Dataset entries =
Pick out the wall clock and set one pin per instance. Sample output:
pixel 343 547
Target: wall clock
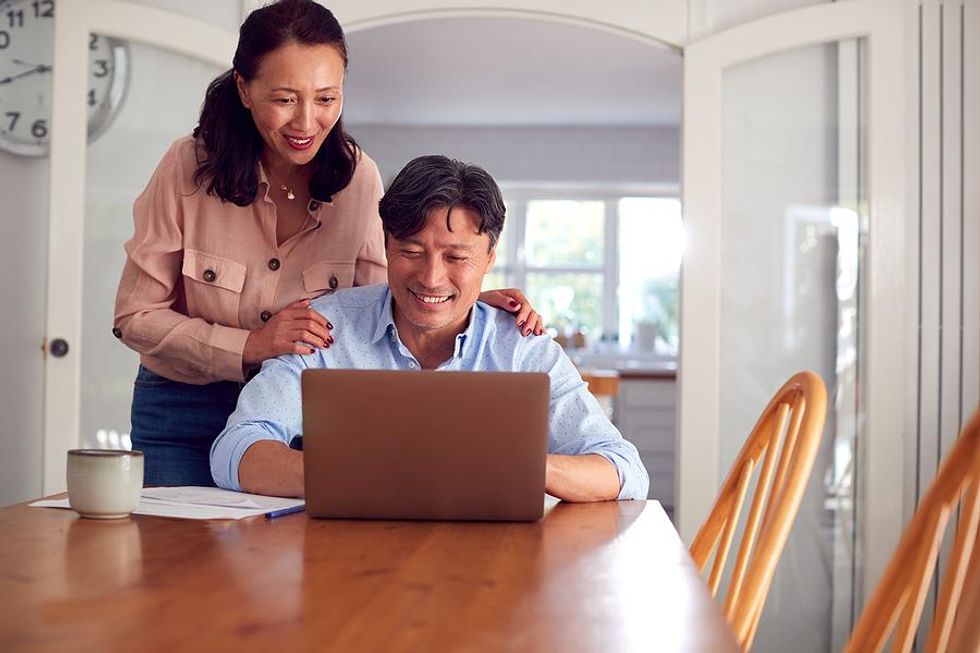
pixel 26 51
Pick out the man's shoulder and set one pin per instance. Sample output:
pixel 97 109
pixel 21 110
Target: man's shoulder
pixel 501 331
pixel 351 299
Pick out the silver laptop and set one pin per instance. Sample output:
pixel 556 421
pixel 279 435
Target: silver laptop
pixel 425 445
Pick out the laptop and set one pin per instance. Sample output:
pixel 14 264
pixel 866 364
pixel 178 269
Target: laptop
pixel 381 444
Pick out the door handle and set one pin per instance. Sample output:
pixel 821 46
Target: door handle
pixel 58 347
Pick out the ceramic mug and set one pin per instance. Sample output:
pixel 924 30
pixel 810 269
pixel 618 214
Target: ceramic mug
pixel 104 483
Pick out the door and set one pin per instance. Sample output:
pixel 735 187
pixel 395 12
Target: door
pixel 793 198
pixel 88 377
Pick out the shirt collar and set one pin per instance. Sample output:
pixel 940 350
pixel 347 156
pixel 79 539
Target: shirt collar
pixel 386 324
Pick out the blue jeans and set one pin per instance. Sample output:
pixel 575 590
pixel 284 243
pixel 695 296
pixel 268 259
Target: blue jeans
pixel 174 425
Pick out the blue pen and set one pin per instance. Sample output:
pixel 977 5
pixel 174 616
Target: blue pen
pixel 272 514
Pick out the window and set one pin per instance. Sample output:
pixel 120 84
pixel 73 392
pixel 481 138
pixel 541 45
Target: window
pixel 605 264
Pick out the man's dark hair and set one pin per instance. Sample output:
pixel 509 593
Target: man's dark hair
pixel 436 181
pixel 231 145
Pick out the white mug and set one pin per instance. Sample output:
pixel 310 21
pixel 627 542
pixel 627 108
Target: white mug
pixel 104 483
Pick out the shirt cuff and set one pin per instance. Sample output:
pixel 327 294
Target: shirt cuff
pixel 226 456
pixel 228 346
pixel 633 483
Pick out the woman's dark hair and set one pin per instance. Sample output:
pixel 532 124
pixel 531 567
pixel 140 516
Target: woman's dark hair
pixel 231 144
pixel 433 182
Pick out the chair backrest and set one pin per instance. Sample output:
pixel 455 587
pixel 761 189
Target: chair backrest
pixel 786 439
pixel 897 601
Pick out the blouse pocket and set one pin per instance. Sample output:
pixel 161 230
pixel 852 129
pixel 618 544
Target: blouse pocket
pixel 327 276
pixel 213 286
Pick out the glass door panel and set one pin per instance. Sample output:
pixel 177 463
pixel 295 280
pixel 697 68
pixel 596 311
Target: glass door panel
pixel 161 104
pixel 791 266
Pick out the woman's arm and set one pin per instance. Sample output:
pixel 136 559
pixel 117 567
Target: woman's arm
pixel 514 301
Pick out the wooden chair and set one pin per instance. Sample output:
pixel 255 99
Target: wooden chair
pixel 786 439
pixel 899 597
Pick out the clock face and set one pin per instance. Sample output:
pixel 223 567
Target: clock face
pixel 26 52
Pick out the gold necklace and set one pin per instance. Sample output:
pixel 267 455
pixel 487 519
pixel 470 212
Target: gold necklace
pixel 290 195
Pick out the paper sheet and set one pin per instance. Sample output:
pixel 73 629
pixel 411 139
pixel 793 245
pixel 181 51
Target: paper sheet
pixel 197 503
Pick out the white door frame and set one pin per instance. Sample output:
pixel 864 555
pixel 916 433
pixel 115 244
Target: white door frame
pixel 73 22
pixel 882 23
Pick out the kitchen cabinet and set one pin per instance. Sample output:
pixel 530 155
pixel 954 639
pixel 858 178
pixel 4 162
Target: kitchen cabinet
pixel 646 414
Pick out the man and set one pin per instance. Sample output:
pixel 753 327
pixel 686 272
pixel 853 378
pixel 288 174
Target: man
pixel 442 220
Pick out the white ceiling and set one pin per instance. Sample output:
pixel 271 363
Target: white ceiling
pixel 508 71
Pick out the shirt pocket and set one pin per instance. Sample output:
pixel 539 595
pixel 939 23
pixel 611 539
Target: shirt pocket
pixel 213 286
pixel 327 276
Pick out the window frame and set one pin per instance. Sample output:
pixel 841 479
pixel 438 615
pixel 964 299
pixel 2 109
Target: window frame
pixel 515 269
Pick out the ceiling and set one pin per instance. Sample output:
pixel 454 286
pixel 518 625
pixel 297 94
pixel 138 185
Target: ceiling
pixel 508 72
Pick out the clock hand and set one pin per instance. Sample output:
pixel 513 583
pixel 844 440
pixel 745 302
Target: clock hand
pixel 21 62
pixel 40 68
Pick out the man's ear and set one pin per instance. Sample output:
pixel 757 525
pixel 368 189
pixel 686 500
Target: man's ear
pixel 242 91
pixel 491 260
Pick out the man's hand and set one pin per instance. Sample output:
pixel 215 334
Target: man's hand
pixel 581 478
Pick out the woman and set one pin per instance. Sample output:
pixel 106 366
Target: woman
pixel 268 204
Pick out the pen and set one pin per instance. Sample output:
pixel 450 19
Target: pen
pixel 272 514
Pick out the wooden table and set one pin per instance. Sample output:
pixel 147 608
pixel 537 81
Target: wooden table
pixel 600 577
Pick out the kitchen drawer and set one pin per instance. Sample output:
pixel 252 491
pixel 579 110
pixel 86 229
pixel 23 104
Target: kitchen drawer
pixel 648 419
pixel 662 473
pixel 652 436
pixel 648 394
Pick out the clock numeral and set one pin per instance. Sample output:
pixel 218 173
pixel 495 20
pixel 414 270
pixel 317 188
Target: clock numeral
pixel 16 18
pixel 39 129
pixel 43 8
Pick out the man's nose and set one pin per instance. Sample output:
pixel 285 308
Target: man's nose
pixel 433 272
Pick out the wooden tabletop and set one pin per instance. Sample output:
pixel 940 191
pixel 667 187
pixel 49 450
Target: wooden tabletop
pixel 611 576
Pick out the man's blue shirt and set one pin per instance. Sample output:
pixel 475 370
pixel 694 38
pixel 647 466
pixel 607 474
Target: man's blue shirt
pixel 269 407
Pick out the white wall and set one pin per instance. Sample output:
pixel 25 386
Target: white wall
pixel 23 248
pixel 556 154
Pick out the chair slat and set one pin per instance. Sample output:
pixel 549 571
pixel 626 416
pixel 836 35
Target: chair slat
pixel 730 527
pixel 752 523
pixel 802 404
pixel 952 585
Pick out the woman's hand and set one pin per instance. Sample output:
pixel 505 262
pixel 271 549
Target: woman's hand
pixel 514 301
pixel 296 329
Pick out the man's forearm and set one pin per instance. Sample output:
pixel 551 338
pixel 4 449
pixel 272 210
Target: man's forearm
pixel 272 468
pixel 581 478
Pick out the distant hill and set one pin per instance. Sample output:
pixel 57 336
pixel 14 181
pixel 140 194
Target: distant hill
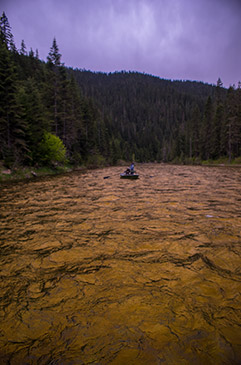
pixel 50 114
pixel 158 119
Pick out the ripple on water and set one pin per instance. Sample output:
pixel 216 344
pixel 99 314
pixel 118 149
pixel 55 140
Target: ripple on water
pixel 98 270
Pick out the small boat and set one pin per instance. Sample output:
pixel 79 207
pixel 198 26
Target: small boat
pixel 126 175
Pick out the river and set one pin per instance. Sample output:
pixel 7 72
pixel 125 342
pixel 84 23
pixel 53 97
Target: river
pixel 99 270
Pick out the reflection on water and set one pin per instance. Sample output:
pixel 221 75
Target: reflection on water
pixel 99 271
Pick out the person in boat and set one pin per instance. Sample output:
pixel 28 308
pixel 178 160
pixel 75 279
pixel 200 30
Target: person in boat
pixel 132 168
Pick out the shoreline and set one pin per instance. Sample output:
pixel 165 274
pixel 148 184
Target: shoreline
pixel 28 174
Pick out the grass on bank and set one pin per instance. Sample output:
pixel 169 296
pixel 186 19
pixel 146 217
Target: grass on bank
pixel 25 173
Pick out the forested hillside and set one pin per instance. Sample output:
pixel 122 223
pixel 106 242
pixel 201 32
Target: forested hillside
pixel 50 114
pixel 164 120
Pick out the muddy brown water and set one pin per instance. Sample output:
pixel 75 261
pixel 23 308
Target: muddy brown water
pixel 98 270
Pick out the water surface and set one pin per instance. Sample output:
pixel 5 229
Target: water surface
pixel 98 270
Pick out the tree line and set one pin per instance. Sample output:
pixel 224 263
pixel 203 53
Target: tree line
pixel 50 113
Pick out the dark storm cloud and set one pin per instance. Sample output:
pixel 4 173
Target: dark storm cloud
pixel 175 39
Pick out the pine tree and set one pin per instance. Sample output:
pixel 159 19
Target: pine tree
pixel 53 82
pixel 23 49
pixel 5 33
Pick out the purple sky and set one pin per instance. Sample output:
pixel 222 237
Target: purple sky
pixel 174 39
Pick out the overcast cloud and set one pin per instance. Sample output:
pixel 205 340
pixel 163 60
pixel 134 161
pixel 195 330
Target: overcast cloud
pixel 173 39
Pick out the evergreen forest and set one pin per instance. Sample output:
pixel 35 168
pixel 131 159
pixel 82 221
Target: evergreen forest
pixel 52 115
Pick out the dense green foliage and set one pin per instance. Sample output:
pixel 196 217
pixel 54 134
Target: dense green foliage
pixel 49 113
pixel 163 120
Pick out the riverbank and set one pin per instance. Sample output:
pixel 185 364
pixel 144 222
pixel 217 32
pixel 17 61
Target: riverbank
pixel 26 173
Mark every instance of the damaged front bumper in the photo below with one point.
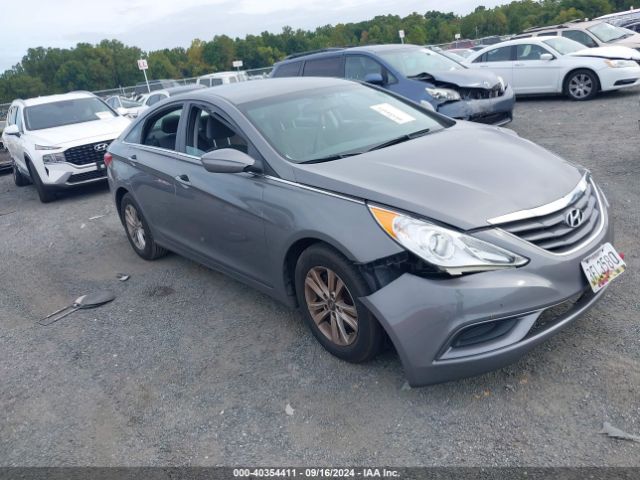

Your objective = Reproduce verbatim the lines of the listing above between the line containing "Pick out the chair slat" and the line containing "pixel 296 329", inclusive.

Output of the exercise =
Pick out the chair slat and set one pin per instance. Sample output:
pixel 549 571
pixel 626 416
pixel 836 35
Target: chair slat
pixel 730 527
pixel 752 523
pixel 802 404
pixel 952 585
Pick out the woman's hand and set one pin per instance. Sample output:
pixel 505 262
pixel 271 549
Target: woman's hand
pixel 514 301
pixel 296 329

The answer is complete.